## WHAT TO WORK ON
Convert all of the material below into a two-column CSV with the headers text and answer, giving one row to each sentence along with the coordinates listed after it. Put each in a single quoted field, with line breaks replaced by spaces.

## GIVEN DATA
⁂

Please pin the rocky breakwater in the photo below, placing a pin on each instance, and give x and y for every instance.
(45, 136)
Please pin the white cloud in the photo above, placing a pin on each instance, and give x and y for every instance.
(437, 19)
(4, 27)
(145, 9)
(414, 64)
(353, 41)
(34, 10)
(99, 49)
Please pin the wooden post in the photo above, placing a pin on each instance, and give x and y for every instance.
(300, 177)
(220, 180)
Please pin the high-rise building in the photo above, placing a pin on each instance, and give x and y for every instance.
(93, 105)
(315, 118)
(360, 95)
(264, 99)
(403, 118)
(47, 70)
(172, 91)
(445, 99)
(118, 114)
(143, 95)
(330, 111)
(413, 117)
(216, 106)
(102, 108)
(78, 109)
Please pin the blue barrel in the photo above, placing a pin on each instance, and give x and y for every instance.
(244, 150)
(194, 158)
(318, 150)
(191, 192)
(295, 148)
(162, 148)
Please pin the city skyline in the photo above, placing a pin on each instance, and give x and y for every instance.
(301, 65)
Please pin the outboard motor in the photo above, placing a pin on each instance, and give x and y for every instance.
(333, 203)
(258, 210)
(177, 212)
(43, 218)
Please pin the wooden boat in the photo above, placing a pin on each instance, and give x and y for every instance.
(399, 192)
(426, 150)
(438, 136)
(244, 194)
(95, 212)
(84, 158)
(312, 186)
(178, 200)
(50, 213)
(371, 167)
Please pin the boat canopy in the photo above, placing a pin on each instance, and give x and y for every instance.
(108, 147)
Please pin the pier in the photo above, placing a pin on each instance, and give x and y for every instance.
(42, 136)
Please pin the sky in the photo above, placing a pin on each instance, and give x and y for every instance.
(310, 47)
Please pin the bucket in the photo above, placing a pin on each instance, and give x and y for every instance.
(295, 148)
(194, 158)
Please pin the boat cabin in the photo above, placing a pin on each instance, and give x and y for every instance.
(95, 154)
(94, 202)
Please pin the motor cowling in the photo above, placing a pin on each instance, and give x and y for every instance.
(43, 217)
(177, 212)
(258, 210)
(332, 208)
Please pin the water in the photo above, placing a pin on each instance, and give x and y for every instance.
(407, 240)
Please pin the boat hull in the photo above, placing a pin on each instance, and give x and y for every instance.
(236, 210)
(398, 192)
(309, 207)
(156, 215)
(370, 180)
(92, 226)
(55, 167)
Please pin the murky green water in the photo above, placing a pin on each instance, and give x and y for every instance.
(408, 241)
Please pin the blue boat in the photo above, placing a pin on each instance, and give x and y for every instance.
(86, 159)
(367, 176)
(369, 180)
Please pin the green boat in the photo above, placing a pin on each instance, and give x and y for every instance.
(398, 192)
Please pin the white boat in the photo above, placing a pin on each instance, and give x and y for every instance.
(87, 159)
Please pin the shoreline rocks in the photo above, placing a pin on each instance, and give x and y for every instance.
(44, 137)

⁂

## RESPONSE TO THIS TASK
text,answer
"Please pin the rocky breakwater in the photo below, placing a pin on each instance, and give x and y for every instance.","(45, 136)"
"Please pin the white cloud in the photo above, placing a pin on each instance, and give x and y for every instance.","(437, 19) (4, 27) (145, 9) (414, 64) (353, 41) (34, 10) (99, 49)"
"Please pin the wooden post in the photo above, placing a pin on each instance, and give x and y for every instance.","(300, 177) (220, 180)"
"Please pin the high-rise building in the photo above, placing a pin on each instance, and give x and y for every instance.","(93, 105) (315, 118) (360, 95) (264, 99) (403, 118) (47, 70) (172, 91) (445, 99) (118, 114) (143, 95) (330, 111) (413, 117) (216, 106) (102, 108) (78, 109)"
"Please pin the blue barrel in the photo above, placing a pin on each instance, and give x and y for every instance.","(244, 150) (194, 158) (318, 150) (191, 192) (295, 148) (162, 148)"
"Please pin the city skyline in the photo above, placing a pin on each instance, and give x and y for every instance.","(301, 65)"
"Please pin the outboard motor in the photo above, placing a pin on each instance, and give x and y for every instance.","(333, 203) (258, 210) (177, 212) (43, 218)"
"Please pin the wooden boat in the photo above, placing a pin on each instance, and give x and y for every instance.","(399, 192) (426, 150) (438, 136) (244, 194) (95, 212) (84, 158) (312, 186) (178, 200) (50, 213) (371, 167)"
"Please pin the boat canopy in the photo above, placing a pin on each instance, and give x and y for every instance.","(108, 147)"
"Please pin the pier in the photo above, placing a pin on each instance, and give x and y for every instance.","(42, 136)"
"Please pin the sky in the photo above, placing a pin on each instance, and give x and y for every instance.","(310, 47)"
"Please pin the bucket in the photo above, placing a pin on each instance, and give x and y for every instance.","(295, 148) (194, 158)"
"Please pin the boat cabin in the photo above, placing a pin on each instance, and give x and y for every instance.","(95, 154) (94, 202)"
"Please pin the motor cowling in the photo above, placing a pin on each instance, and give x and y for every instance.","(43, 217) (177, 212) (258, 210) (332, 208)"
"Please pin the water in the photo above, placing a pin on each instance, and give x and y for every instance.","(407, 240)"
"Please pin the boat hull in the photo above, placing a pin on each instance, and give x and y for every instance.","(236, 210) (398, 192) (309, 207) (156, 215) (370, 180) (92, 226) (55, 167)"
"Please pin the murky green water in the photo above, placing a pin on each instance, and give x and y for every instance.","(408, 241)"
"Please pin the blue boat in the photo above, placing a pin on each instance, and give x and y for every instance.","(86, 159) (367, 176) (369, 180)"
"Please pin the green boat in the photo above, placing a pin on each instance, and give x and y for every instance.","(398, 192)"
"Please pin the white boat in the photo above, placing a pin on each instance, and give x and y for every instance.","(87, 159)"
"Please pin the shoreline rocks in the photo above, placing a pin on each instance, and give x and y for every instance.","(44, 137)"